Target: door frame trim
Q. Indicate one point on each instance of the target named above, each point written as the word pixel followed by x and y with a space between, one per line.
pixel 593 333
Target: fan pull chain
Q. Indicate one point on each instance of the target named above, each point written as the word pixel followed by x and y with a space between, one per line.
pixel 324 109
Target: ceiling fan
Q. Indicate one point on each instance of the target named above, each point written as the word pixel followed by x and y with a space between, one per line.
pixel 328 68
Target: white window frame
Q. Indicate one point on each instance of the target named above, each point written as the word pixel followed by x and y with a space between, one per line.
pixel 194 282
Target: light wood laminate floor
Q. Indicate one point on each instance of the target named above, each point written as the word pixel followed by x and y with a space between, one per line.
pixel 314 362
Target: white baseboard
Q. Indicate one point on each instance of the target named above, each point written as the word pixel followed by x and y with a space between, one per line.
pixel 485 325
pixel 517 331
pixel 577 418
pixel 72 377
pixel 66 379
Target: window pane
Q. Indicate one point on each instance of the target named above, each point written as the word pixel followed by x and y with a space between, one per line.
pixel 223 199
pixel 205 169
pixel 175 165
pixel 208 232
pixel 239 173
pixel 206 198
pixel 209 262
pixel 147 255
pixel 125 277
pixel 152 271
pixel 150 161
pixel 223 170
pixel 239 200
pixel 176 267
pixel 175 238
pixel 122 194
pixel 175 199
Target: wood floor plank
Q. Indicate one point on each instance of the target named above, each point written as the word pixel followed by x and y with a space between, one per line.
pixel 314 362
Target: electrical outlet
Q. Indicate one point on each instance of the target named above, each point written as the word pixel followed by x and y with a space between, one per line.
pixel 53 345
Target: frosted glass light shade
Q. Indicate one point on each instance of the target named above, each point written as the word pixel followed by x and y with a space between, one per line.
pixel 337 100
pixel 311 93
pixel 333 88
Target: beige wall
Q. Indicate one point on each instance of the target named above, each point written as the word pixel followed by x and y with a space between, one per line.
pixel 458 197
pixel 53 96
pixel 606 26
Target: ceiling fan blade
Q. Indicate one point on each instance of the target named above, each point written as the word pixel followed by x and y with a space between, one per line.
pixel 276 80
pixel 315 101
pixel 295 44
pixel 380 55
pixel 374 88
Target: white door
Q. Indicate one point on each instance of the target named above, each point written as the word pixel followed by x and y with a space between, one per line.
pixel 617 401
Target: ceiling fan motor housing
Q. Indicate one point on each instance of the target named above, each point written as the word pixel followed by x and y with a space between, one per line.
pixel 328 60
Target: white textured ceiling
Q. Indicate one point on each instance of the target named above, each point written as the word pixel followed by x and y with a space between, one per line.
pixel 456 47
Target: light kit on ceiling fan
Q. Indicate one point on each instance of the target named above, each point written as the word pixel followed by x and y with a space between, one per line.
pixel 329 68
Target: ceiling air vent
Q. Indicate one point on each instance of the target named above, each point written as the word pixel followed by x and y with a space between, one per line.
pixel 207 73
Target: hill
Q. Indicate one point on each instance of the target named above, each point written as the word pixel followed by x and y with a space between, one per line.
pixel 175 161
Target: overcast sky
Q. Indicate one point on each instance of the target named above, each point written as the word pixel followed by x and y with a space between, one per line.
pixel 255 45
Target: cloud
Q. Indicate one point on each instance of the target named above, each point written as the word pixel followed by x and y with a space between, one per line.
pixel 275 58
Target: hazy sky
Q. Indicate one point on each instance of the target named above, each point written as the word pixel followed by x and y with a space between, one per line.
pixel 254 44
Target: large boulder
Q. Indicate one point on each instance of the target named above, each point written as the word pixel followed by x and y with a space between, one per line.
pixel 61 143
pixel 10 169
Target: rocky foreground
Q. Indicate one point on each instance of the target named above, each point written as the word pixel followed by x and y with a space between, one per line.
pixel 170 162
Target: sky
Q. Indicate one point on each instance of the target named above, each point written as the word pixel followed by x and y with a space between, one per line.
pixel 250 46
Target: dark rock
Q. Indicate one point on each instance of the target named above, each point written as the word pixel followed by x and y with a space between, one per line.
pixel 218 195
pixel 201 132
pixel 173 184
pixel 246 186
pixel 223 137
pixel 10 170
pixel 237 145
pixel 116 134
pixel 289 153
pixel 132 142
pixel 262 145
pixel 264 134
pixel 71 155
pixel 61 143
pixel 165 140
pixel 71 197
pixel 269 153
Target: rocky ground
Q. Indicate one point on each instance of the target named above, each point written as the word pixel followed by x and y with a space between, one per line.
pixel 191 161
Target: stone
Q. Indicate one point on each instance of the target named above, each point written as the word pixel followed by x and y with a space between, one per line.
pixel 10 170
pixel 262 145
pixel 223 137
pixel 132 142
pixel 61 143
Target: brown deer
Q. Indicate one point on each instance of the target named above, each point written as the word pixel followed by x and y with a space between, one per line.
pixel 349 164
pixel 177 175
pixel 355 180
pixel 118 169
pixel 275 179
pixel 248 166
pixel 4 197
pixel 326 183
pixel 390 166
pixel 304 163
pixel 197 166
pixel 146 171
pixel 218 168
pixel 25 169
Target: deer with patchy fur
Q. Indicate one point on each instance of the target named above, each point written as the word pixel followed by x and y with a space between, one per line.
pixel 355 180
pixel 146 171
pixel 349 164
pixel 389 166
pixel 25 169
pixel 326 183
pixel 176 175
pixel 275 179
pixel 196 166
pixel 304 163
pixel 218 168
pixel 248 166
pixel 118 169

→ **Task statement**
Write out the entries in full, exactly as given.

→ **Task answer**
Target: door frame trim
Q. Indicate one point on each instance of the target named above, each point written as the word pixel followed by x and y with a space between, one per line.
pixel 593 333
Target: fan pull chain
Q. Indicate one point on each instance of the target named above, each point written as the word pixel followed by x and y with a space between, one per line.
pixel 324 109
Target: ceiling fan
Q. Indicate one point on each instance of the target named above, each point written as the word pixel followed by x and y with a space between, one per line.
pixel 328 68
Target: white window frame
Q. Indicate one point on each instance of the target named above, each point written as the word pixel followed by x and y with a space between, one per line.
pixel 194 282
Target: light wood laminate floor
Q. Indicate one point on each instance of the target named above, each point written as the word pixel followed by x and y with a space between, one per line.
pixel 314 362
Target: white baseboard
Q. Indicate one point on each instance of the target named above, each point written as the word pixel followed by x and y with a space between, one per line.
pixel 485 325
pixel 517 331
pixel 577 418
pixel 72 377
pixel 66 379
Target: window pane
Q. Indicate one point on each instance of the target named above, each point written as the word pixel followed by x and y with a space between, one per line.
pixel 223 199
pixel 205 169
pixel 175 165
pixel 208 232
pixel 239 173
pixel 206 198
pixel 209 262
pixel 147 255
pixel 125 277
pixel 152 271
pixel 150 161
pixel 223 170
pixel 239 200
pixel 176 267
pixel 175 238
pixel 122 194
pixel 175 199
Target: wood floor plank
Q. Indicate one point on each instance of the target named above, each point written as the word pixel followed by x and y with a space between, one per line.
pixel 314 362
Target: electrical outlet
Q. Indicate one point on each instance of the target named above, each point written as the word pixel followed by x and y with a space between, one per line.
pixel 53 345
Target: frosted glass light shade
Q. Indicate one point on each instance of the target named above, each point written as the word pixel followed by x and y with a space between, one per line.
pixel 337 100
pixel 311 93
pixel 333 88
Target: beige wall
Q. Indicate one point on each instance of the target named above, each point written as the word pixel followed by x and y with a space between, one per line.
pixel 458 197
pixel 53 96
pixel 606 26
Target: ceiling fan blade
Q. Indicate one point on each instance of the target named above, each point written as the word pixel followed by x and y with a space between, one per line.
pixel 276 80
pixel 315 101
pixel 295 44
pixel 380 55
pixel 374 88
Target: white door
Q. Indicate one point on each instance of the target named above, each point written as the word pixel followed by x and y with a space between, one per line.
pixel 617 401
Target: ceiling fan motor housing
Q. Indicate one point on each instance of the target named above, each point written as the word pixel followed by x and y with a space between, one per line.
pixel 328 60
Target: white textured ceiling
Q. Indicate one point on each instance of the target named above, each point written as the word pixel followed by x and y with a space between, one per line.
pixel 456 47
Target: light kit on ceiling fan
Q. Indicate one point on each instance of the target named above, each point written as the word pixel followed by x and y with a space between, one per line.
pixel 329 68
Target: ceiling air vent
Q. Indicate one point on each instance of the target named above, each point written as the word pixel followed by x and y with a space between, one per line.
pixel 207 73
Target: hill
Q. Indicate one point on each instance of the target named above, each point written as the word pixel followed by x and y with a space between, one per line.
pixel 175 161
Target: overcast sky
Q. Indicate one point on each instance of the target named above, each point written as the word pixel followed by x and y with a space between, one per line.
pixel 255 45
Target: cloud
Q. Indicate one point on each instance of the target named above, each point written as the word pixel followed by x and y with a space between, one per line.
pixel 275 58
Target: hazy sky
Q. Indicate one point on each instance of the target named above, each point written as the word pixel followed by x and y with a space between, one per line.
pixel 254 44
Target: large boulder
Q. Indicate one point on each instance of the target named above, each point written as the word pixel followed by x and y with a space between, one per line.
pixel 61 143
pixel 10 169
Target: rocky foreground
Q. Indicate one point on each instance of the target named above, each point written as the word pixel followed by x and y with a space between, one per line.
pixel 170 162
Target: sky
Q. Indicate one point on each instance of the target named above, each point written as the word pixel followed by x and y with a space between, one per line.
pixel 250 46
Target: dark rock
Q. Indicate one point on each instance of the target named above, each point written as the word pixel followed by x and y with a space between, one per line.
pixel 218 195
pixel 201 132
pixel 173 184
pixel 246 186
pixel 223 137
pixel 10 170
pixel 237 145
pixel 116 134
pixel 289 153
pixel 132 142
pixel 262 145
pixel 264 134
pixel 71 155
pixel 61 143
pixel 165 140
pixel 71 197
pixel 269 153
Target: rocky ground
Q. Indicate one point on each instance of the target named above, each point written as the word pixel followed by x and y with a space between, one per line.
pixel 191 161
Target: stone
Q. Indicate one point on each instance of the target named above, each point written as the word pixel followed by x and y with a space between, one per line.
pixel 10 170
pixel 262 145
pixel 223 137
pixel 132 142
pixel 61 143
Target: brown deer
Q. Indicate one point on each instance of the target named above, each point written as the word pixel followed by x and y with a space between, one per line.
pixel 349 164
pixel 177 175
pixel 355 180
pixel 118 169
pixel 275 179
pixel 248 166
pixel 4 197
pixel 326 183
pixel 390 166
pixel 304 163
pixel 197 166
pixel 146 171
pixel 218 168
pixel 25 169
Target: deer with patchy fur
Q. Indicate one point on each instance of the target named above, each point written as the word pixel followed by x and y with a space between, one per line.
pixel 355 180
pixel 146 171
pixel 349 164
pixel 389 166
pixel 25 169
pixel 326 183
pixel 176 175
pixel 275 179
pixel 196 166
pixel 304 163
pixel 218 168
pixel 248 166
pixel 118 169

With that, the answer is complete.